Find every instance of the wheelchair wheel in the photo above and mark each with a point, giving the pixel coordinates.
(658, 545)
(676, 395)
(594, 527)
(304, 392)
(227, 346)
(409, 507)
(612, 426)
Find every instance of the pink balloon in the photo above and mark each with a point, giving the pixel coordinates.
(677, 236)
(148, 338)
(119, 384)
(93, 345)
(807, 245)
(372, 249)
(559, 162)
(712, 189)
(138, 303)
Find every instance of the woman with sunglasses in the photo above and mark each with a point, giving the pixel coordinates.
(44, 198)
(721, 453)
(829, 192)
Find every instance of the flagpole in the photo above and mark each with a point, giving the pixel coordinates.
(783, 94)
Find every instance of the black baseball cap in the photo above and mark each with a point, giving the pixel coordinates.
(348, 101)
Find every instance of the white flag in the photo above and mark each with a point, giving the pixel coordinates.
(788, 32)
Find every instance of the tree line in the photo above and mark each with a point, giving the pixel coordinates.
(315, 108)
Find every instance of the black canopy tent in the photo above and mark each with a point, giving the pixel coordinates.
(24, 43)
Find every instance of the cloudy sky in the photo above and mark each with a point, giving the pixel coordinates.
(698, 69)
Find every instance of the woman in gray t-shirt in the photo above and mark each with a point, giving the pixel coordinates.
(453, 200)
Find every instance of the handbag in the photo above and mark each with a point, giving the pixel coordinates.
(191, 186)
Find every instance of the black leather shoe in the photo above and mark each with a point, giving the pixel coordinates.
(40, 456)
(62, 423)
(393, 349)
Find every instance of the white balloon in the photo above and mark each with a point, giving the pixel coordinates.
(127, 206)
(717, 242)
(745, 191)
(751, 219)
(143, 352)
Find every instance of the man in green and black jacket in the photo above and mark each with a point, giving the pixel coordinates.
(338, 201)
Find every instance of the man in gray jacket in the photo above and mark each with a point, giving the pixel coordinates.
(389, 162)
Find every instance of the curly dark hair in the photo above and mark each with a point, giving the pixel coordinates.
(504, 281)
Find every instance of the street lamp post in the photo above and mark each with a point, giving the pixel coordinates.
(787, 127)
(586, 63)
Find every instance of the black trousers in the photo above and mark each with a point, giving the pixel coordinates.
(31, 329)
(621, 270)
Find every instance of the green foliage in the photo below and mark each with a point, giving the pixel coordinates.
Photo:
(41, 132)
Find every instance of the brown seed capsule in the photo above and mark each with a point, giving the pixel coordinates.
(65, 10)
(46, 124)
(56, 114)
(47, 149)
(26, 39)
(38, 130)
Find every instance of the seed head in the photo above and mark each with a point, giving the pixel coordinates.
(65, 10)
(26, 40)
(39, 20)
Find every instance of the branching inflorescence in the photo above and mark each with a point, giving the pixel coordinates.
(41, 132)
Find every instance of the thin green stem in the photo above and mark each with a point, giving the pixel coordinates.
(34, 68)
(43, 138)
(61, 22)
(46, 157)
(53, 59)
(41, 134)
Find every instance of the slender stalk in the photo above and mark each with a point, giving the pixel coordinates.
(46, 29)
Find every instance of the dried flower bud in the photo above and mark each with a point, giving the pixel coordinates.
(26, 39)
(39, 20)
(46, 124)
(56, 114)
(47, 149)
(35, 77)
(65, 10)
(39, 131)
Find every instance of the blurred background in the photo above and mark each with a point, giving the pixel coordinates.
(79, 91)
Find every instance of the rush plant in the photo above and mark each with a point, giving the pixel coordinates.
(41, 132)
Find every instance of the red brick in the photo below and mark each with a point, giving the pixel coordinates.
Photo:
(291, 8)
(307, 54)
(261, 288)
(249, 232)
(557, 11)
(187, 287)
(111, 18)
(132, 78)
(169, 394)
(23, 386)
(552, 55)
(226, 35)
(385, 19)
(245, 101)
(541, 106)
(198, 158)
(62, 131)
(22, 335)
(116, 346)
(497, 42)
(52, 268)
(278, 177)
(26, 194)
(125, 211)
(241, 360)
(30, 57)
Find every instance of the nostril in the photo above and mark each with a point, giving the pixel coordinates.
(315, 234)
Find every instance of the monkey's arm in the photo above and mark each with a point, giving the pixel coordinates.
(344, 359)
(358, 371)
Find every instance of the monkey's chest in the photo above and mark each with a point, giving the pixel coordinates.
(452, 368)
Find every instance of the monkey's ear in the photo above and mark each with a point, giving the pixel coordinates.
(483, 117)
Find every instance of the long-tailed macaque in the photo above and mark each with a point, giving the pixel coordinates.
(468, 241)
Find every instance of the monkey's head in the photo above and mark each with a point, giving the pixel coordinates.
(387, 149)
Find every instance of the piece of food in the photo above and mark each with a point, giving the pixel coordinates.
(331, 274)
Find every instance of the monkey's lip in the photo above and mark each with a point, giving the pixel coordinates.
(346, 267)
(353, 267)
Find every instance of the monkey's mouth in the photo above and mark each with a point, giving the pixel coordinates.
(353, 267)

----------------------------------------

▶ [TO BE DONE] Copy all data exactly, start to finish.

▶ [WORKED ANSWER]
Find every instance of the wheelchair wheel in the photo above and mark each with a point, giving the pixel coordinates.
(658, 545)
(676, 395)
(594, 527)
(304, 392)
(227, 346)
(409, 507)
(612, 426)
Find every instance of the pink balloon in the photo above and mark each with a point, giving the pixel coordinates.
(677, 236)
(148, 338)
(119, 384)
(93, 345)
(807, 245)
(372, 249)
(559, 162)
(712, 189)
(138, 303)
Find every instance of the woman with sunglasses in the photo above and mark each with a point, giving the pixel coordinates.
(44, 198)
(721, 453)
(829, 192)
Find every instance of the flagpole in the photo above and mark each with a point, giving the pixel coordinates.
(783, 94)
Find every instance of the black baseball cap in the photo above and mark each with a point, giving the pixel coordinates.
(348, 101)
Find every instance of the white flag in the photo above and mark each with a point, giving the pixel coordinates.
(788, 32)
Find every instance of the tree line in the photo above and mark each with a point, giving the pixel coordinates.
(315, 108)
Find every instance of the black canopy tent in the photo above and mark each with a point, giving the pixel coordinates.
(24, 43)
Find every instance of the cloudy sky in the photo above and mark each with a point, giving the pixel coordinates.
(698, 69)
Find every instance of the woman in gray t-shirt in the photo above and mark each with a point, giving the pixel coordinates.
(453, 200)
Find every instance of the handbag in the photo above and mark each with a point, giving the pixel coordinates.
(191, 186)
Find every instance of the black leather shoe in the photo above and mark each with a point, giving the pixel coordinates.
(40, 456)
(62, 423)
(393, 349)
Find every instance of the white balloon in the photo above and mark each with a point, giving the pixel coordinates.
(127, 206)
(717, 242)
(745, 191)
(751, 219)
(143, 352)
Find every instance of the man in green and black jacket in the photo above and mark each with a point, giving the pixel coordinates.
(338, 201)
Find every instance of the man in gray jacket in the photo above and mark each with a point, giving the pixel coordinates.
(389, 162)
Find every instance of the curly dark hair in the photo above and mark each with a point, giving the pixel coordinates.
(504, 281)
Find every instance of the street lamp post in the photo above and mark each with a point, giving the pixel coordinates.
(787, 127)
(586, 63)
Find every instance of the black trousers in the photo above and mark each with a point, giving the pixel coordinates.
(31, 329)
(621, 270)
Find every instance of the green foliage in the photo below and mark each with a point, giving the pixel coordinates.
Photo:
(41, 132)
Find every instance of the brown seed capsule in the photo above and mark each with a point, giving the pixel coordinates.
(65, 10)
(46, 124)
(56, 114)
(47, 149)
(26, 39)
(38, 130)
Find every instance of the seed head in the photo above and mark each with a point, giving the pixel coordinates.
(65, 10)
(26, 40)
(39, 20)
Find every instance of the branching inflorescence in the photo above and mark each with a point, giving the pixel coordinates.
(41, 132)
Find every instance of the thin green stem in the photo above and mark each with a point, giving the pixel coordinates.
(34, 68)
(43, 138)
(61, 22)
(46, 157)
(53, 59)
(41, 134)
Find every instance of the slender stalk in the photo above and mark each with a point, giving the pixel coordinates.
(46, 29)
Find every instance of the dried flower bud in the photo above and mark each with a point, giving the pixel coordinates.
(26, 39)
(39, 20)
(46, 124)
(56, 114)
(47, 149)
(35, 77)
(65, 10)
(39, 131)
Find every instance of the blurred background in the photo above and mark each with a point, giving the pixel coordinates.
(79, 91)
Find every instance of the rush plant in the photo above and mark each with a point, giving the pixel coordinates.
(41, 132)
Find every instance of the red brick in the photo below and mark each with a point, giving the pixel coordinates.
Photo:
(291, 8)
(307, 54)
(261, 288)
(249, 232)
(557, 11)
(187, 287)
(111, 18)
(132, 78)
(169, 394)
(23, 386)
(552, 55)
(226, 35)
(385, 19)
(245, 101)
(541, 106)
(198, 158)
(62, 131)
(22, 335)
(116, 346)
(497, 42)
(52, 268)
(278, 177)
(26, 194)
(125, 211)
(241, 360)
(30, 57)
Find every instance of the nostril in the photo above and mark each with a point, giving the pixel coordinates.
(315, 234)
Find every instance of the monkey's arm in the photo above and mark each with a point, giving the pixel coordinates.
(344, 359)
(358, 371)
Find every instance of the monkey's chest in the photo above and mark each with a point, giving the pixel coordinates.
(452, 368)
Find every instance of the monkey's ear in the photo above and mark each with a point, giving the pixel coordinates.
(483, 117)
Find every instance of the long-tailed macaque in the photo above and mark each with a point, giving the pixel coordinates.
(468, 241)
Find every instance of the monkey's head in the photo above and mark each with a point, giving the pixel coordinates.
(387, 149)
Find every instance of the piece of food in the photo above and mark each with a point, giving the pixel coordinates.
(331, 274)
Find every instance of the monkey's lip in the photo above and mark each with a point, giving the pixel coordinates.
(346, 267)
(353, 267)
Find every instance of the monkey's mouth in the photo above and mark each with a point, giving the pixel coordinates.
(353, 267)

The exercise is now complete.